1. Obtain by 'proper management' or otherwise, an unlawful and erroneous order permitting to transfer land in favour of non-agriculturist. See that the same is not challenged by vendor of the land. The phrase 'proper management' conveys every thing dot commonsense should dictate, having regard to the realities of life. In this fashion can any one frustrate the objects of the Bombay Tenancy and Agricultural Lands Act, 1948? Or is it open to the State Government to challenge such orders in revision', notwithstanding the fact that the Government is not a party in the proceedings before lower authority? These are few of the questions involved in these petitions, besides other common questions of law and facts. Having regard to the facts and circumstances of the cases, at the request of and by consent of the parties all these petitions are being disposed of by a common judgment.
2. The petitions are under Art. 277 of the Constitution of India. Petitioner No. 1, a private limited company, and other petitioners who an original owners of the land challenge the. legality and validity of the order passed by the Gujarat Revenue Tribunal by which the Tribunal cancelled the permission to purchase agricultural land granted to the petitioner No. 1 private limited Company. The Deputy Collector, under S. 63 of the. Bombay Tenancy and Agricultural Lands Act, 1948, had granted the permission. The Tribunal, as per its order, dt. Sept. 20, 1985 cancelled the order of the Deputy Collector, and remanded the matter to the Deputy Collector for being considered the same in accordance with law. Same is the position in all the matters. This order is challenged by the petitioners.
3. The learned counsel for the petitioners submits that the order under S. 63 of the Act is required to be passed by the Collector. When the Deputy Collector exercised this power under S. 63, he acted as a delegate of the, Collector. Therefore, the revision could not have been filed by, the Collector. In his submission, revision at the instance of the Collector would amount to challenging the legality and validity of the order passed by the Collector himself.
4. The contention cannot be accepted. The term 'Collector' has been defined in Section 2E of the Act, which reads as follows:
"2E. "Collector" includes an Assistant or Deputy Collector performing the duties and exercising the powers of the Collector under the Bombay Land Revenue Code, 1879, or any other Officer specially empowered by the State Government to perform the functions of the Collector under this Act."
In the instant case the Deputy Collector granted permission for sale of the land as per his order dt. Aug. 27, 1982. The revision had been filed by the Collector. As per definition of the term 'Collector any of the officers mentioned in the definition clause can termed as Collector. He may be am Additional Collector, Assistant Collector or Deputy Collector or any other officer specially empowered under the Act in this behalf: Therefore, it is not correct to say that when the Deputy Collector exercised his power he exercised the power under S. 63 of the Act as a delegate of Collector. The Deputy Collector has exercised his power in his own right as "Collector" as per the definition under Section 2E of the Act.
5. It is also not correct to say that when the Collector prefers revision it would amount to challenging one's own order. The Collector does not prefer revision in his capacity as Collector. When he files the revision, he acts as the representative of the Government. The Government may take action either through the Collector or through any other officer. Simply because the Government takes action through the Collector of the same district it cannot be said that the revision is not maintainable. In a given case it may happen that the Government may direct the same officer to prefer revision. Even in such cases, technically such a revision application may be maintainable. But that is not the case here. Therefore, it is not necessary to discuss this question further.

·····

• _Goal_:
From the judgment on the land purchase permission, extract everything from "5. It is also" down to "this question further.". The rows play no part in this.

[Records excerpted from a collection]

·····

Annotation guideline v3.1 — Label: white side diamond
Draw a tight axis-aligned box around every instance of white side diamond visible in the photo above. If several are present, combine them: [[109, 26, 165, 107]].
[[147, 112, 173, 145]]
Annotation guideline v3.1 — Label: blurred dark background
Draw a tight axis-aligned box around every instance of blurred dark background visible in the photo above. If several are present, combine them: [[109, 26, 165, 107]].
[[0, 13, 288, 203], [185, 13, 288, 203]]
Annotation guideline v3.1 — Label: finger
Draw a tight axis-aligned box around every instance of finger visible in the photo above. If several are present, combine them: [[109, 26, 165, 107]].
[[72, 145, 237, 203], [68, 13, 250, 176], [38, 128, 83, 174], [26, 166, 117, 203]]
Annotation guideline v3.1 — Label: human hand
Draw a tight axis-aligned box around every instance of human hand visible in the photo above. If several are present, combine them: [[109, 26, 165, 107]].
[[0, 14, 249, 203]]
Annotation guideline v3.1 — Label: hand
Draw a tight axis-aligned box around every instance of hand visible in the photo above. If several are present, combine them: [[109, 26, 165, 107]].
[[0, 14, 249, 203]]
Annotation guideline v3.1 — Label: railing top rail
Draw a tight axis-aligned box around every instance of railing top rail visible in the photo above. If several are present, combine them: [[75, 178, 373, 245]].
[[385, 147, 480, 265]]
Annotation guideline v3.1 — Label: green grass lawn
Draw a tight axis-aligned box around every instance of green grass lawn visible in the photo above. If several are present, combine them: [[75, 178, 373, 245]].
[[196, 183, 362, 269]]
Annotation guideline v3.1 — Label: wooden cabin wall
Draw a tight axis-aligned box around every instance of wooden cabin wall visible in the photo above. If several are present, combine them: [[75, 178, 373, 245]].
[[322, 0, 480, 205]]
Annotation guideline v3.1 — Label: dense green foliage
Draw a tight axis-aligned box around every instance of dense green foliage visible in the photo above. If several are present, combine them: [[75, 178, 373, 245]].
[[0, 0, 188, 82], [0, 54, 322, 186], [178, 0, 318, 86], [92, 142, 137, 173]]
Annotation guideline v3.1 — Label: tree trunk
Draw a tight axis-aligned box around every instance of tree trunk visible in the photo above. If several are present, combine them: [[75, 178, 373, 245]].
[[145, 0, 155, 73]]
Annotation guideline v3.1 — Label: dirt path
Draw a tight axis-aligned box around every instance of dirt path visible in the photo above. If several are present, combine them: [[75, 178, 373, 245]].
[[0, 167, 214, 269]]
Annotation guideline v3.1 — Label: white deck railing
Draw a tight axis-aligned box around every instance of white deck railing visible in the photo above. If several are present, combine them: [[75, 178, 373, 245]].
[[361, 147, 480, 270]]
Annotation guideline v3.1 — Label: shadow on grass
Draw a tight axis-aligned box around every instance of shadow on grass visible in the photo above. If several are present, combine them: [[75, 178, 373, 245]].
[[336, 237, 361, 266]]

·····

• _Final answer_:
5. It is also not correct to say that when the Collector prefers revision it would amount to challenging one's own order. The Collector does not prefer revision in his capacity as Collector. When he files the revision, he acts as the representative of the Government. The Government may take action either through the Collector or through any other officer. Simply because the Government takes action through the Collector of the same district it cannot be said that the revision is not maintainable. In a given case it may happen that the Government may direct the same officer to prefer revision. Even in such cases, technically such a revision application may be maintainable. But that is not the case here. Therefore, it is not necessary to discuss this question further.